> Исходный фрагмент
Анализ прошений на высочайшее имя после 1702 года свидетельствует, что новый формуляр, и в частности подпись «Вашего Величества нижайший раб», легко был усвоен челобитчиками и быстро перешел в разряд автоматически воспроизводимых штампов[14]. Официально заданное наименование подданных сохранялось и неоднократно подтверждалось[15] вплоть до 1786 года, т.е. до указа Екатерины II «Об отмене употребления слов и речений в прошениях на высочайшее имя и в присутственные места подаваемых челобитен». В императорском повелении, объявляемом «во всенародное известие», изменялась идентификация самого факта обращения к монарху и название послания: «отныне впредь, вместо подаваемых до сего на имя Ее Величества челобитен, как к Ее Величеству, так и в присутственные места по исковым и другим делам, писать жалобницы или прошения, в коих после титула Ее Величества бьет челом, ставить: приносит жалобу, или просит имярек». Кроме того, принципиально трансформировалась словесная форма выражения зависимости автора послания от престола: «…в присылаемых же к ее величеству письмах и реляциях или донесениях, по окончании оных, вместо всеподданнейшего раба, подписывать просто: всеподданнейший, или верный подданный; а равным образом в патентах, присяжных листах и во всех прочих бумагах, где до сего слово раб включаемо было, вместо онаго употреблять имя: подданный»[16].

> Исходные данные
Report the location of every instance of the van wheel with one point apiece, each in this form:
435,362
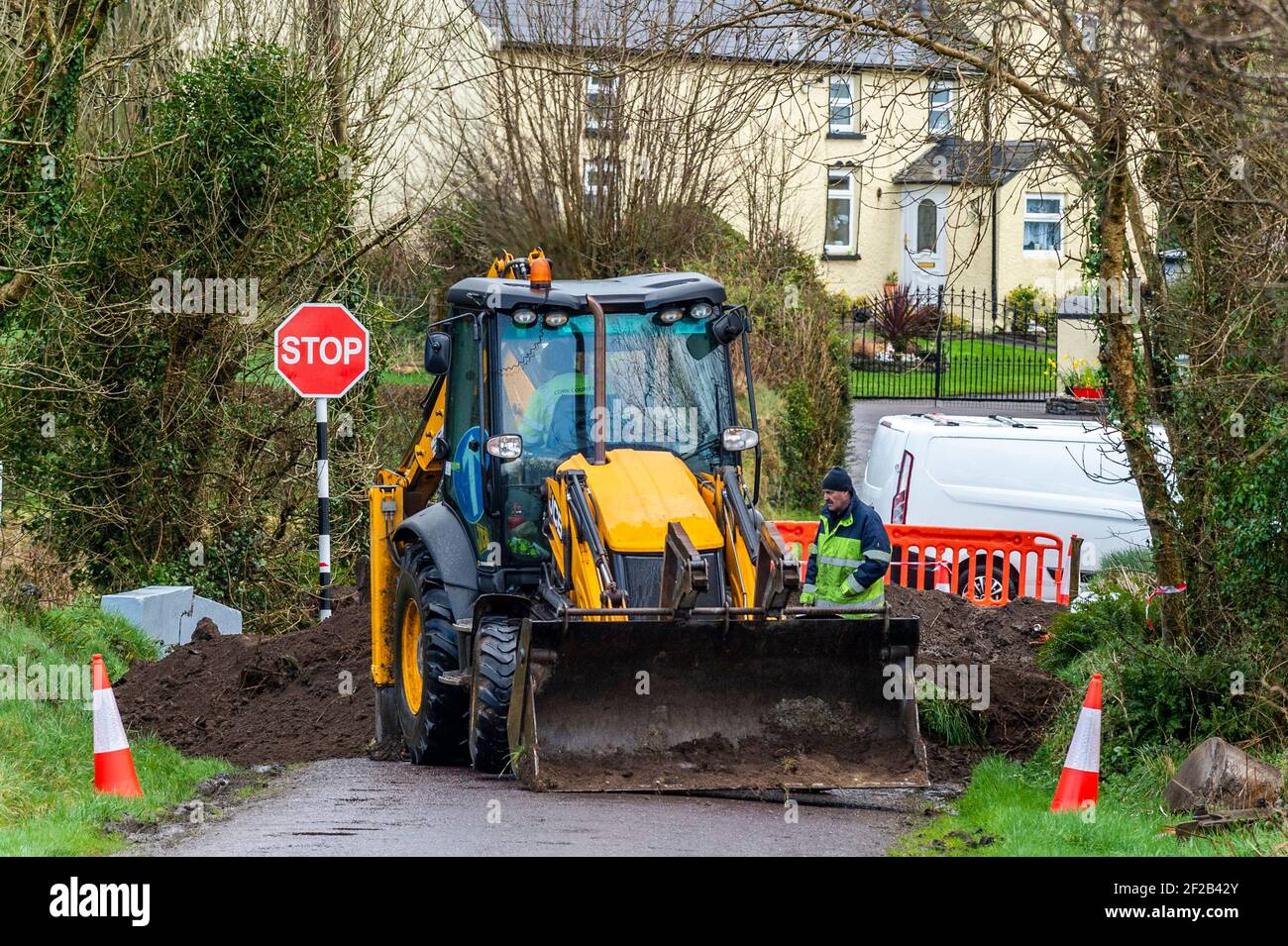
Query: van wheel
988,581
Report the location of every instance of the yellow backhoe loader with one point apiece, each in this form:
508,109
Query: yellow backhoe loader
570,578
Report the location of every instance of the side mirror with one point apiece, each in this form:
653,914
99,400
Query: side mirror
505,447
438,353
728,326
738,439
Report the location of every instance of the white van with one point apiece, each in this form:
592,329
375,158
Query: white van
1061,476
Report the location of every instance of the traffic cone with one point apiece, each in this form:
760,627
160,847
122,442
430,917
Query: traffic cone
114,765
1080,782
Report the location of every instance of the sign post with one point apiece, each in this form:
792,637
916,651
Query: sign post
322,352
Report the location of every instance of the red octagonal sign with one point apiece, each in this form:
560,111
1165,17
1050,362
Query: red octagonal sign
321,349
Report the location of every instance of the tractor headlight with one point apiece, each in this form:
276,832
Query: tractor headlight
738,439
505,447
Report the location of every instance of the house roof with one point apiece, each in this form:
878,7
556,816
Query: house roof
975,163
725,29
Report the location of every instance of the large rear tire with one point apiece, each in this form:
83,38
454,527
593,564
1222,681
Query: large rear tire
433,716
496,654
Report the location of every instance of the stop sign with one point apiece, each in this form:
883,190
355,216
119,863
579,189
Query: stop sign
321,349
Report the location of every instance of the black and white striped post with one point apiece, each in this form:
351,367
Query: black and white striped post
322,351
323,516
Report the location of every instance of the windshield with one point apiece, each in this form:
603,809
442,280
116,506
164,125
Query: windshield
668,387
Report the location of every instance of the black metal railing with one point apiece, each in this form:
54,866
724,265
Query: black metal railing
952,344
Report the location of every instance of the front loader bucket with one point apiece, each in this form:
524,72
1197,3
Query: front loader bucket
694,705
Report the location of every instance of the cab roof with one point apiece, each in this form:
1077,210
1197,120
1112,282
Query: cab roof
625,293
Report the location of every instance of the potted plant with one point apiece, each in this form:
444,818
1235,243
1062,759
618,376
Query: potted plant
892,282
1082,379
901,319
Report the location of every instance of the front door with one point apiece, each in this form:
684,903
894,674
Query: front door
923,255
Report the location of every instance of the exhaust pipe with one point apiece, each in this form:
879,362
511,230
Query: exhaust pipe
600,379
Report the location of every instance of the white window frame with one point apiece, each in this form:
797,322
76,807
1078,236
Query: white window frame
1033,216
940,85
835,128
599,85
848,193
605,166
1089,30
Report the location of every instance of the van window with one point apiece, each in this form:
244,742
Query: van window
884,461
1091,470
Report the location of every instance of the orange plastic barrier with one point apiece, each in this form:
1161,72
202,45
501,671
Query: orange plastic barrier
988,567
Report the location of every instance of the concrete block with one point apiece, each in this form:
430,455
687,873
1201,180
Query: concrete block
167,613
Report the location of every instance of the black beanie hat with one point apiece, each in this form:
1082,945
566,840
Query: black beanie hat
837,480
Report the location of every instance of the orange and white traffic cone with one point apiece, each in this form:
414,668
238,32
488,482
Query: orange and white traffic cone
1080,782
114,765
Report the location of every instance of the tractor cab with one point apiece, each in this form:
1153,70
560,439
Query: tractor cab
522,389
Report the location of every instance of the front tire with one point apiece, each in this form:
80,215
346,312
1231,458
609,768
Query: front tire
496,656
433,716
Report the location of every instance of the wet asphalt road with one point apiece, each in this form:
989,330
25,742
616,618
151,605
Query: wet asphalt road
359,807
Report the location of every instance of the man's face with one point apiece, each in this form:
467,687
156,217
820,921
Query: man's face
836,499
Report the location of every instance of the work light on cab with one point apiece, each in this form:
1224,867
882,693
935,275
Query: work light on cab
539,273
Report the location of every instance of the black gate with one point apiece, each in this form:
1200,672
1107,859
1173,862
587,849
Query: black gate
951,344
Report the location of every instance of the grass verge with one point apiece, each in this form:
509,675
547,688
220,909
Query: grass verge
48,803
974,367
1006,813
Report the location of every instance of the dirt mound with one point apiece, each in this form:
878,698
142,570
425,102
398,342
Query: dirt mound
249,697
1021,695
256,699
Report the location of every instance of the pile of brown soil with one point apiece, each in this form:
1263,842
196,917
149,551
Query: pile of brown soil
1021,695
252,697
256,699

> Цель задания
Продолжите текст о замене слова «раб» в прошениях на высочайшее имя, начав сразу после его последнего предложения.

> Ответ на задание
Безусловно, смысловым центром указа являлся запрет на использование во всех официальных бумагах понятия «раб» в качестве наименования, характеризующего отношения личности и престола. Это очередное «семиотическое» преобразование власти отменяло уже сложившуюся традицию этикетной формы выражения зависимого положения. Во второй половине XVIII века, как уже указывалось, термин «раб» был общеупотребительной подписью в самых различных посланиях, от писем отцу до представляемых монарху планов и проектов крупных сановников[17]. Просвещенный фаворит Елизаветы Петровны, один из основателей Московского университета и покровитель М.В. Ломоносова, И.И. Шувалов, исполненный «усердия и верности рабской», как «последнейший раб», открыто писал императрице о «неправосудии, разорении, грабежах» и прочих «государственных делах», требующих немедленного решения [РА 1867: 72]. Показательно, что шаблонная формула «всеподданнейший раб» сохранялась и в конце таких серьезных, не имеющих ничего общего с жалобами и прошениями политических документов сановников Екатерины II, как «Генеральный план Воспитательного Дома» И.И. Бецкого или «Доклад о государственном правлении» Н.И. Панина[18].
В подобных стереотипных фразах понятие раб имело метафорический смысл, далекий от содержания слов «невольник» или «обращенный в собственность», и приближалось по своему значению к этикетной подписи «покорнейший слуга». В посланиях на высочайшее имя, лишенных в отличие от челобитных строгого формуляра, приближенные императрицы использовали эти формулы как тождественные и взаимозаменяемые[19].
Между тем императрица все же идет на запрет условного трафарета и при этом, подобно Петру, никак не комментирует свое решение. Логично, однако, было бы предположить, что в данном случае ученица Вольтера следовала риторике Просвещения[20], отдавая на сей раз должное гуманистическому учению не только в письмах философам, но и в указе, подлежащем исполнению. По всей видимости, стремлением к просветительской стилистике можно объяснить и искоренение архаичных уничижительных формул «челобитная», «бить челом»[21] и замену их на производные от «просить», «жаловаться», «приносить жалобу» и т.п.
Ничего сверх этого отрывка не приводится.